> _Exercise objective_: Copy every line of the data below that contains the word "white". Case counts, so match it with the same capitalization.

(Bounding box annotation entries)
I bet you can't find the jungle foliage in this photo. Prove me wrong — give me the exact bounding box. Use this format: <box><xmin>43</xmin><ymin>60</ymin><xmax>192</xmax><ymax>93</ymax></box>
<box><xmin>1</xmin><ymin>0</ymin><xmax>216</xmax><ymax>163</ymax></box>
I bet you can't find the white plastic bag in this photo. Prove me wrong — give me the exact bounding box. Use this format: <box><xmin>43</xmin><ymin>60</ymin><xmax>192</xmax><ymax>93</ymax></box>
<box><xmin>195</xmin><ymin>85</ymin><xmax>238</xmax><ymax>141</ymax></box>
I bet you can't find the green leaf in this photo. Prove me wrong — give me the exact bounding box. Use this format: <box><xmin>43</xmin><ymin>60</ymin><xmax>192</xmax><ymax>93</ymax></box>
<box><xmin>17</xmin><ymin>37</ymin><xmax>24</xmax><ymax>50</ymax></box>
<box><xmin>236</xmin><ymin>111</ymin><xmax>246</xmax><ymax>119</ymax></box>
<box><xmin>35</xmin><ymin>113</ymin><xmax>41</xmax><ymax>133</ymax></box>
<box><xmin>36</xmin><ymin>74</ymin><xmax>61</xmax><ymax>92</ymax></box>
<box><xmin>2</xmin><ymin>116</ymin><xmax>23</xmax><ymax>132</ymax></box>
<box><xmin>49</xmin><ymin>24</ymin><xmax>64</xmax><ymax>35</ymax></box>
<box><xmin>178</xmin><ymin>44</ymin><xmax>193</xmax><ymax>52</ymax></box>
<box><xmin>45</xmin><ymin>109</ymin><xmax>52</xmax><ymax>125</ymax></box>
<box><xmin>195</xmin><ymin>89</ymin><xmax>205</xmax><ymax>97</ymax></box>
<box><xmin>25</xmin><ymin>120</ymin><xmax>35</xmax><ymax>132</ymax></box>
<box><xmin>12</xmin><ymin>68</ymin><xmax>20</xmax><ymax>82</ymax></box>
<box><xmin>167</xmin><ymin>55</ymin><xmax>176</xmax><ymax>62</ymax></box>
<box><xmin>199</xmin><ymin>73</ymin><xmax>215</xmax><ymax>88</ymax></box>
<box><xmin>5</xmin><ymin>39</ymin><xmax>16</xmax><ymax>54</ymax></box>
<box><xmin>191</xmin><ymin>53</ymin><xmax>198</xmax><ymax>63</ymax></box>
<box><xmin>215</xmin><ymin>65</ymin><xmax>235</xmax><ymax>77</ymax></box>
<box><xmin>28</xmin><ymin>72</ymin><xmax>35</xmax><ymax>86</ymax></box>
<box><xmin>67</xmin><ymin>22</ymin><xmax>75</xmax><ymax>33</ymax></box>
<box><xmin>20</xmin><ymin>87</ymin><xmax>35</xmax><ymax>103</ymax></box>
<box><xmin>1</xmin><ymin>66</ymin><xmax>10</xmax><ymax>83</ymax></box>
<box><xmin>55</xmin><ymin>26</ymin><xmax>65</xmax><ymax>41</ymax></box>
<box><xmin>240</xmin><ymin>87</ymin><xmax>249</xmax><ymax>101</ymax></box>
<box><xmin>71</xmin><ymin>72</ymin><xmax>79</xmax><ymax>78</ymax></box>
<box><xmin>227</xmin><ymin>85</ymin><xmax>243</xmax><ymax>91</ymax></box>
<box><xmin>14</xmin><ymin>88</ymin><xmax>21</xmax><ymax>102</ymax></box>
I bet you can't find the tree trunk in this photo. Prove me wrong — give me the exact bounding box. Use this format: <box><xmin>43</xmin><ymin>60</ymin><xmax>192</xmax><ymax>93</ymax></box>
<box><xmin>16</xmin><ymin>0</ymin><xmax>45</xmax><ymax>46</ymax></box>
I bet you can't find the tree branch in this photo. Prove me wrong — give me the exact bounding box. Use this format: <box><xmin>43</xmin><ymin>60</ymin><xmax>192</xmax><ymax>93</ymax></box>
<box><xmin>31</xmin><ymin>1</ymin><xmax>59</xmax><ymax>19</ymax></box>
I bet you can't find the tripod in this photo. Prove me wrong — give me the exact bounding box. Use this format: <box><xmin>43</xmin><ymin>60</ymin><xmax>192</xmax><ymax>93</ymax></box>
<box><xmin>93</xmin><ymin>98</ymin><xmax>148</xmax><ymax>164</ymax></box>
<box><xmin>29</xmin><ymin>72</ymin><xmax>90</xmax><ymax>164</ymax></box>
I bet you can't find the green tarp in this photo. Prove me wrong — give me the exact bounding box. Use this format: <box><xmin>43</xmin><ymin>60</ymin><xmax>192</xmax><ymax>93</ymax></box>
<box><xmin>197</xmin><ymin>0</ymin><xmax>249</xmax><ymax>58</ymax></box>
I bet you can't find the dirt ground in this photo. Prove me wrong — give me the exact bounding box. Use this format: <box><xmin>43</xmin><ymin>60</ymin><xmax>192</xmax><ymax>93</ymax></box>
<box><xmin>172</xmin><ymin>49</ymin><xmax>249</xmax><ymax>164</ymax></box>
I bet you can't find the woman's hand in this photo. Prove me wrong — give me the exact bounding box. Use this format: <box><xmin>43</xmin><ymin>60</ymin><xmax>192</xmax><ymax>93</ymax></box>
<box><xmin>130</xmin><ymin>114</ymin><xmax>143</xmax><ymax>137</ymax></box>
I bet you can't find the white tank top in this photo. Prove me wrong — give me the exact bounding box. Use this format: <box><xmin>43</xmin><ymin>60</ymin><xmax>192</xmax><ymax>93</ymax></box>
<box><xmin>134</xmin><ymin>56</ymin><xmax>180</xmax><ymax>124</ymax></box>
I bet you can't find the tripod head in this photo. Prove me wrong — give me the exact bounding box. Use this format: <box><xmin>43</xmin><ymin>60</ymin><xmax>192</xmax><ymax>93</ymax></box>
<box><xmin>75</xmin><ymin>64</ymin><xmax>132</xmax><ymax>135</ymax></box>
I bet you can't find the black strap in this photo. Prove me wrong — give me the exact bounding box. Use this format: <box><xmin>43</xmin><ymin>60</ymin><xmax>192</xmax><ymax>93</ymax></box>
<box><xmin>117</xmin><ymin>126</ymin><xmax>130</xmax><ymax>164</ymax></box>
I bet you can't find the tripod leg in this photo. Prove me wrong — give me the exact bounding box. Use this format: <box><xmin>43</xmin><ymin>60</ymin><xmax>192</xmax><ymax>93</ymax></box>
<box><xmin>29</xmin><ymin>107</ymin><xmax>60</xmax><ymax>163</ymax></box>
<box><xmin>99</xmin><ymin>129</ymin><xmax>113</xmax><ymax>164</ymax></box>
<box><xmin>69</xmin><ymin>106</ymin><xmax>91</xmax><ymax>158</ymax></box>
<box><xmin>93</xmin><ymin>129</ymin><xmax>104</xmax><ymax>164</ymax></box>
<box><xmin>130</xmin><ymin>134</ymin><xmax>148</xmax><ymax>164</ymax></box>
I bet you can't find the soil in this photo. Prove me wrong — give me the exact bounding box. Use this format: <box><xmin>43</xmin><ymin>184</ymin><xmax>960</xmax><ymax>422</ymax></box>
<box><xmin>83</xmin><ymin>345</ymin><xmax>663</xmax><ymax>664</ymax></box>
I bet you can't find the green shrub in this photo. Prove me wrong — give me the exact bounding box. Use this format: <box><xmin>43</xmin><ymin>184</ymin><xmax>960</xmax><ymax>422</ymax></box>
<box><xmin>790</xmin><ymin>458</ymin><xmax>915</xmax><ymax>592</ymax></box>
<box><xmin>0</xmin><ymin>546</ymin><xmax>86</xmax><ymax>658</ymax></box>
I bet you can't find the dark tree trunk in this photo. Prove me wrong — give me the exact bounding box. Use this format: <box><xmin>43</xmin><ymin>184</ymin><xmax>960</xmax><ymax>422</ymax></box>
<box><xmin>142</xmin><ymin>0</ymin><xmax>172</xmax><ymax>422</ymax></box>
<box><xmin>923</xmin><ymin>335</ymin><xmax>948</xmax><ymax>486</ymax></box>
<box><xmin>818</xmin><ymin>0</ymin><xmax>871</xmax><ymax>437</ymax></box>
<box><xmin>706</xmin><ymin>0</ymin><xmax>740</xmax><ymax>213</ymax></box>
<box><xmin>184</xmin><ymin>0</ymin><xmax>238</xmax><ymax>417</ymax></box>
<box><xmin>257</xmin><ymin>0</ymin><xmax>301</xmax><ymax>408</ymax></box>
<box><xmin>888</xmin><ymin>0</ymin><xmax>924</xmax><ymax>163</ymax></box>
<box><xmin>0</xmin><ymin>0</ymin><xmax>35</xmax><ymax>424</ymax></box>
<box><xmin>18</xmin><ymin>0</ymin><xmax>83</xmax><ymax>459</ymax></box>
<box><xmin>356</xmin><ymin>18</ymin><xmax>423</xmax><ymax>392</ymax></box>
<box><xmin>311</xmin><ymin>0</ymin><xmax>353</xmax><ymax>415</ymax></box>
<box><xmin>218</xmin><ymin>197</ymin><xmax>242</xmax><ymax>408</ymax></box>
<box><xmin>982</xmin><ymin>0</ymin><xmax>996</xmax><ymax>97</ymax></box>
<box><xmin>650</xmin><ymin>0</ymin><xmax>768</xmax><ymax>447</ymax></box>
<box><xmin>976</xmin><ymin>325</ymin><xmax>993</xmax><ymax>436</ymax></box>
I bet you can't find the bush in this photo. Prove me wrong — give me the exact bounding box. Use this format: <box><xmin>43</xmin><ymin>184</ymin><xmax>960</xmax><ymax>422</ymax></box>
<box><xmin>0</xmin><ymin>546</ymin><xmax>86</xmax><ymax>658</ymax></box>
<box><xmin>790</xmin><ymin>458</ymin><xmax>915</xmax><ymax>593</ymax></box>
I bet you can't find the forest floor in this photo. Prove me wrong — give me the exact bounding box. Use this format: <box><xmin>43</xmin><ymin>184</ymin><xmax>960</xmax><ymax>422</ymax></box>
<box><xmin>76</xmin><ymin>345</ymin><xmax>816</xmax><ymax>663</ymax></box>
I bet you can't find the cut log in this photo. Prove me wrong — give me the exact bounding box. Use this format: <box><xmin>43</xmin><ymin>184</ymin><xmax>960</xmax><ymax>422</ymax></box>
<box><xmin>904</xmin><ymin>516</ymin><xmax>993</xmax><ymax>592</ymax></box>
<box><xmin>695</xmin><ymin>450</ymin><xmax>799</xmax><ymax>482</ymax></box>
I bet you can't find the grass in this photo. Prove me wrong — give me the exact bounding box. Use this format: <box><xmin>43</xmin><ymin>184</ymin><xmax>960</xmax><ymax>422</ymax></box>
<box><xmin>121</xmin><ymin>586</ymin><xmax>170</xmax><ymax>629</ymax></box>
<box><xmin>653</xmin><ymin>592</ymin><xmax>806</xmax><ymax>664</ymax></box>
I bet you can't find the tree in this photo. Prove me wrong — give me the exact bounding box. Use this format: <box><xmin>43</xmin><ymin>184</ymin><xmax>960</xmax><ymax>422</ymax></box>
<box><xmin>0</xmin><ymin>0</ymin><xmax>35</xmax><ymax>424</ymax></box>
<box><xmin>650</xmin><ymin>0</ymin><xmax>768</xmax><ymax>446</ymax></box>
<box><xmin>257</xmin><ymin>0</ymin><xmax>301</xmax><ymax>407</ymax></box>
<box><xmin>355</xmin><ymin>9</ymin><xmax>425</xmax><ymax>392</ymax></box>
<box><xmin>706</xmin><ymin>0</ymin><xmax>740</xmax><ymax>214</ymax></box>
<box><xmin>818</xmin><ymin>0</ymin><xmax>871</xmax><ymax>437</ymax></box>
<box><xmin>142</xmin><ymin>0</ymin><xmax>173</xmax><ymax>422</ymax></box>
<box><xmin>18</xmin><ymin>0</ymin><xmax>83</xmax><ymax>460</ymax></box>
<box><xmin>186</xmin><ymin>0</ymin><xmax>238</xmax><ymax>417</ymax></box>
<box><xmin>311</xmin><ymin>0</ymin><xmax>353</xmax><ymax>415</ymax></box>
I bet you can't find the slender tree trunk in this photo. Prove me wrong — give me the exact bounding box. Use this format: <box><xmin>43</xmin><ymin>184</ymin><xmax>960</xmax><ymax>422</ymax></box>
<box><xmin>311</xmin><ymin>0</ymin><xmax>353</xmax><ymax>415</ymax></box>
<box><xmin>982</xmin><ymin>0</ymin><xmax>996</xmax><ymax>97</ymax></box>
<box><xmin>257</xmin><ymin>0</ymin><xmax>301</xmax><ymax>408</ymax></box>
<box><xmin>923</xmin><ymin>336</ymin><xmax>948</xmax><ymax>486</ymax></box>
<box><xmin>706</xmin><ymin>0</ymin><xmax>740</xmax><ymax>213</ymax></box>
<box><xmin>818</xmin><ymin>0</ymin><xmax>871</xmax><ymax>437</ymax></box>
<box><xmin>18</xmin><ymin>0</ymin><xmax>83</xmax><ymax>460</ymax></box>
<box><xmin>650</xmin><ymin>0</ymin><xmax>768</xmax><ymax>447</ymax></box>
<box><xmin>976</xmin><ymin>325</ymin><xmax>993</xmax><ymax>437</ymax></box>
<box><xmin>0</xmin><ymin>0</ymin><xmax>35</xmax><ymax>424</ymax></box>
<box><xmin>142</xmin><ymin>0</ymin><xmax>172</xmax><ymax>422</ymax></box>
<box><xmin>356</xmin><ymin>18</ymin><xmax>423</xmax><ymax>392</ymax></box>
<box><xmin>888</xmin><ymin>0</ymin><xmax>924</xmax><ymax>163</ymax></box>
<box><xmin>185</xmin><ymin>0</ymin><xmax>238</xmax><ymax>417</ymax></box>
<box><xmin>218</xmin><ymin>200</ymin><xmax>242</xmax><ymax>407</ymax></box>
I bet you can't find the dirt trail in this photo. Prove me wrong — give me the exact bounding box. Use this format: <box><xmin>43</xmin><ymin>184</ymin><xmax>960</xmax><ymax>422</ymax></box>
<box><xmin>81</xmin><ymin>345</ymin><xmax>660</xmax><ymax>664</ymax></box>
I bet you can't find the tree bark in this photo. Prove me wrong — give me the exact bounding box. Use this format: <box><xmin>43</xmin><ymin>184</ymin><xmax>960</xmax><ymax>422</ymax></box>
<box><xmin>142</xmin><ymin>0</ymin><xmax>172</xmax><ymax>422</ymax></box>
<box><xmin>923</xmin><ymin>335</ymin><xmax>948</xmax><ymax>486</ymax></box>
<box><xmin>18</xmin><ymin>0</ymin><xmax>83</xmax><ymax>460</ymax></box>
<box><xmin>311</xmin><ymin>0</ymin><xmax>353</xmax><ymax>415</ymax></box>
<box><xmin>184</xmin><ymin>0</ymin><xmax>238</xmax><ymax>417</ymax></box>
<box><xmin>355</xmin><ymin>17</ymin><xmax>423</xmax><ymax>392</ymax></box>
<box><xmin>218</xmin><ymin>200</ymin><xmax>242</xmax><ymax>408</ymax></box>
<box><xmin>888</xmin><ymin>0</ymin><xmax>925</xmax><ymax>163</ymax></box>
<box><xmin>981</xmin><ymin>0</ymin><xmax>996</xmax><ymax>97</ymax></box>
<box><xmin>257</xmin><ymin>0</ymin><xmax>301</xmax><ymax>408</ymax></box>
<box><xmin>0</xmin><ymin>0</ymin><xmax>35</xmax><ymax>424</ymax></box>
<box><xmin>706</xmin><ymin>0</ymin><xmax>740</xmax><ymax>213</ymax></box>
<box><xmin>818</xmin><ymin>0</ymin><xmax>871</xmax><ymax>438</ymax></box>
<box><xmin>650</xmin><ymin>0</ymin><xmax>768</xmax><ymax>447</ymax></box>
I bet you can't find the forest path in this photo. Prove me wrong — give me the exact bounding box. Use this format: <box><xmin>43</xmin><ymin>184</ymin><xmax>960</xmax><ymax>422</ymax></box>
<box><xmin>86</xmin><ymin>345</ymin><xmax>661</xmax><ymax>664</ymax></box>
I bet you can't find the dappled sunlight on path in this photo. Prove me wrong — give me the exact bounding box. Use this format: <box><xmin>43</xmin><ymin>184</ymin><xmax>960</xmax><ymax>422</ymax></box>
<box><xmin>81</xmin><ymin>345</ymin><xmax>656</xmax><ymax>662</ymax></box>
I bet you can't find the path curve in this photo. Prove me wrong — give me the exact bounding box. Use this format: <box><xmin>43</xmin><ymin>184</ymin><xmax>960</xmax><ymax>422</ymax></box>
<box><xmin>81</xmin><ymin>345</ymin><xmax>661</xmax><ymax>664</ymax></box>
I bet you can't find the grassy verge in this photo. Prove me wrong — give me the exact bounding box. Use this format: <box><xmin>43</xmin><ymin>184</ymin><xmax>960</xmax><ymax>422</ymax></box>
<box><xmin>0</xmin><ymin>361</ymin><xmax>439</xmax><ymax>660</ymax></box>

> _Final answer_:
I bet you can't find the white plastic bag in this photo. Prove me wrong — give me the exact bounding box. Use this format: <box><xmin>43</xmin><ymin>60</ymin><xmax>192</xmax><ymax>93</ymax></box>
I bet you can't find the white tank top in this photo. Prove me wrong — give me the exact bounding box. Use this format: <box><xmin>43</xmin><ymin>60</ymin><xmax>192</xmax><ymax>93</ymax></box>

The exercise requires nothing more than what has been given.